以下の記録をすべて、一字一句変えずに繰り返すこと。

● **データセット**:
- - - -

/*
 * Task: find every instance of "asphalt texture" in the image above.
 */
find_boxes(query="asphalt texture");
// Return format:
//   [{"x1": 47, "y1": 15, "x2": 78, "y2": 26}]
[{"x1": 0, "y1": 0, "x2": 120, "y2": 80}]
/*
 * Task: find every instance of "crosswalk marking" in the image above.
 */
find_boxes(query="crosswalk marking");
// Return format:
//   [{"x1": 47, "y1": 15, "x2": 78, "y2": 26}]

- - - -

● **結果**:
/*
 * Task: find every instance of "asphalt texture" in the image above.
 */
find_boxes(query="asphalt texture");
// Return format:
//   [{"x1": 47, "y1": 15, "x2": 78, "y2": 26}]
[{"x1": 0, "y1": 0, "x2": 120, "y2": 80}]
/*
 * Task: find every instance of "crosswalk marking" in the image above.
 */
find_boxes(query="crosswalk marking");
// Return format:
//   [{"x1": 47, "y1": 15, "x2": 78, "y2": 26}]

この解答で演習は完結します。